**GOALS**
• 1. Answer these questions using the EN 1.2311 mold steel excerpt:
(a) By what percentage did the U.S. packaging company's EN 1.2311 blow molds reduce part defects?
(b) By how much did mold maintenance fall for the Japanese automotive supplier's bumper molds?
(c) At what temperature range are the raw materials melted in the electric arc furnace?
• 2. Reproduce the passage of the EN 1.2311 mold steel excerpt that begins at the words "- Why it works: Ductility" and stops after the words "defects by 35%.".

**SELECTED EXCERPT**
__________
2.3 Blow Molding Tools
- Examples: Tools for blow molding plastic containers like milk jugs or detergent bottles.
- Why it works: Ductility prevents cracking during the blow molding process, and dimensional stability keeps container shapes consistent. A U.S. packaging company reported that EN 1.2311 blow molds reduced part defects by 35%.
2.4 Automotive Molds
- Examples: Molds for automotive exterior parts (e.g., bumper covers) or interior parts (e.g., door panels).
- Why it works: Meets automotive industry standards for durability and finish. A Japanese automotive supplier used EN 1.2311 for bumper molds—cycle time dropped by 15% (thanks to easy machining) and mold maintenance fell by 25%.
2.5 Consumer Product Molds
- Examples: Molds for cosmetic containers, toys, or kitchenware (where smooth finishes are critical).
- Why it works: Mirror polishability delivers the high-gloss finishes consumers want. A French cosmetic brand used EN 1.2311 for lipstick tube molds—customer complaints about surface flaws dropped to near zero.
3. Manufacturing Techniques for EN 1.2311 Mold Steel
Turning EN 1.2311 into high-quality molds requires a structured process. Here’s a step-by-step breakdown:
- Melting: Raw materials (iron, carbon, chromium, nickel, etc.) are melted in an electric arc furnace (EAF) at 1500–1600 °C. This ensures uniform mixing of elements (critical for polishability).
__________
[Stored records]

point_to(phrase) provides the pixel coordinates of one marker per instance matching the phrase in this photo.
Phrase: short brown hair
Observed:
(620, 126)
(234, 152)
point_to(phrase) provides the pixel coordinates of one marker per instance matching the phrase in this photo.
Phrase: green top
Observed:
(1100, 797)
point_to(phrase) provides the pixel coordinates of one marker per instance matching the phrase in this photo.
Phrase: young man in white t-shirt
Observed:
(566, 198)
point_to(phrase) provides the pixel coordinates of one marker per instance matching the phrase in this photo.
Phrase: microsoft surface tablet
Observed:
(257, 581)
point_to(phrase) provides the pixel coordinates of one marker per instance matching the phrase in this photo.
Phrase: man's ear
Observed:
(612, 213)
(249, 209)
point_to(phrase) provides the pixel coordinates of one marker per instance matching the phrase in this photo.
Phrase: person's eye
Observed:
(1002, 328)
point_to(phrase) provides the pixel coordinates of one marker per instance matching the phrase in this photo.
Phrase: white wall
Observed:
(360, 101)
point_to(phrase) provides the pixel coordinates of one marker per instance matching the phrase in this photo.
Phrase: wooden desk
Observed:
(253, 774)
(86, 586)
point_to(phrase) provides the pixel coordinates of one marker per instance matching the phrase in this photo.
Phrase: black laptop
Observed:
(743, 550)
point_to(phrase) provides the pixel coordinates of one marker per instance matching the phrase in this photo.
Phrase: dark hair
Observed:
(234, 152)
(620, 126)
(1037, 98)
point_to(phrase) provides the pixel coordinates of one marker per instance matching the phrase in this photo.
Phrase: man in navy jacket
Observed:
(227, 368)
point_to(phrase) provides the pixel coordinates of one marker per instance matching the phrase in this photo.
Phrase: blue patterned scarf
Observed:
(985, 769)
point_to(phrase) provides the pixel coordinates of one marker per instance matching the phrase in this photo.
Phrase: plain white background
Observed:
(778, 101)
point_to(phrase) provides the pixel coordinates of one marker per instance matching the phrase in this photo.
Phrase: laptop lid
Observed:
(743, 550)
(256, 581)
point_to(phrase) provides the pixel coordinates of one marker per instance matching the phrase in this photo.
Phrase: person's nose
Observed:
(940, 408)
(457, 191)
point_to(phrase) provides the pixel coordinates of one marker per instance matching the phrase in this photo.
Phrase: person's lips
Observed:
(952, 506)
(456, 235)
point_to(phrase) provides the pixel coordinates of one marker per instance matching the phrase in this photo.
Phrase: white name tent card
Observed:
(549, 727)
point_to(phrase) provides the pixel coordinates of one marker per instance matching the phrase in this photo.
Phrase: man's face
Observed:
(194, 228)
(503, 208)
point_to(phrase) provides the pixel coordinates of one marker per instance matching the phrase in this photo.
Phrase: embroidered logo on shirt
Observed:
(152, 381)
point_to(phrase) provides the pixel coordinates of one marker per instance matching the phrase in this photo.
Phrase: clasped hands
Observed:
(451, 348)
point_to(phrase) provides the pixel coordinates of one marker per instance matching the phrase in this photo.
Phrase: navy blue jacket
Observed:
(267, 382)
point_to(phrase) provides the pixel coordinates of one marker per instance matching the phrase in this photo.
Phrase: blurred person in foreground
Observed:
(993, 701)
__________
**ANSWERS TO EACH TASK**
• 1.
(a) 35%
(b) 25%
(c) 1500–1600 °C

• 2.
- Why it works: Ductility prevents cracking during the blow molding process, and dimensional stability keeps container shapes consistent. A U.S. packaging company reported that EN 1.2311 blow molds reduced part defects by 35%.